TASK REQUIREMENTS:
a) According to the article on education savings accounts, how many other states already have education savings accounts?
b) Return the passage of the article on education savings accounts that runs from "New Hampshire should" up to and including "change, Sununu said.", copied word for word.

══ EXERCISE TEXT ══

An education funding system in which education dollars go to families rather than directly to school districts is “the ideal,” Gov. Chris Sununu said at the Josiah Bartlett Center’s first Libertas Virtual Event on Thursday.
New Hampshire should focus on student outcomes, not how much funding the system gets, the governor said.
“You can sum all this up with: It’s gotta be about outcomes for the kids, not outcomes for the system,” the governor said. “We have to stop worrying about the system as much as the kids.”
The governor advocated Education Savings Accounts, which are like health savings accounts, but for education.
The state would deposit a portion of a child’s per-pupil allotment of adequate education aid into a government-approved savings account, which the parent could then use for education expenses.
They offer a way to put students first, and the pandemic has increased demand for such a change, Sununu said.
“This isn’t about the traditional school choice battle. If you’re thinking about it that way, you’re way behind. Independent, non-political individuals… people that traditionally weren’t involved in this discussion are stepping up and saying, ‘wait a minute, where is my money going? Why isn’t my kid in school? Why are we stuck remote learning when we know that we can and should be having our kids in school, at least in some facet… and they’re getting involved in this discussion about where their money — not our money, their money — is being spent. That’s gonna raise the level of debate to where it needs to be.”
Letting the money follow the child is not about the quality of public schools, but about finding a model that serves every child’s needs, he said.
“We have great public schools here. But there are one, two, three, four percent of the population where it’s not ideal, and giving them that opportunity is huge.”
With so many parents angry and frustrated with the limited public schooling options presented this school year, 2021 could be the year that New Hampshire joins the six other states that have education savings accounts, Sununu said.
Republican House Speaker nominee Sherm Packard and Senate Majority Leader Jeb Bradley have introduced bills to create education savings accounts.
In the 2017-18 legislative session, an education savings account bill passed the Senate but was narrowly defeated in the House.

═══
══ EXTRACTED MATERIAL ══

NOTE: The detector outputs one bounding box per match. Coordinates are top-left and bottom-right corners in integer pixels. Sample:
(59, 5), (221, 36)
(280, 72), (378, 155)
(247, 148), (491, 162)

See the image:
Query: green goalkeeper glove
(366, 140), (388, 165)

═══
══ EXTRACTED MATERIAL ══

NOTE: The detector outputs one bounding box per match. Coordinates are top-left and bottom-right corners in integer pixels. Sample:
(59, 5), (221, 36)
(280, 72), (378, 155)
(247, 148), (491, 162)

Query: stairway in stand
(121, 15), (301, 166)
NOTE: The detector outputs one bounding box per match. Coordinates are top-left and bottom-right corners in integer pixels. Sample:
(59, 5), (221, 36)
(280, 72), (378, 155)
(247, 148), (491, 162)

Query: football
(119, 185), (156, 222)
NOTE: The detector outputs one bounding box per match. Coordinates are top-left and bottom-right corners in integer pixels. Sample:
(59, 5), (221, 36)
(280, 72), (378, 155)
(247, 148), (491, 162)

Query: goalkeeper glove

═══

ANSWERS BELOW:
a) Six.

b)
New Hampshire should focus on student outcomes, not how much funding the system gets, the governor said.
“You can sum all this up with: It’s gotta be about outcomes for the kids, not outcomes for the system,” the governor said. “We have to stop worrying about the system as much as the kids.”
The governor advocated Education Savings Accounts, which are like health savings accounts, but for education.
The state would deposit a portion of a child’s per-pupil allotment of adequate education aid into a government-approved savings account, which the parent could then use for education expenses.
They offer a way to put students first, and the pandemic has increased demand for such a change, Sununu said.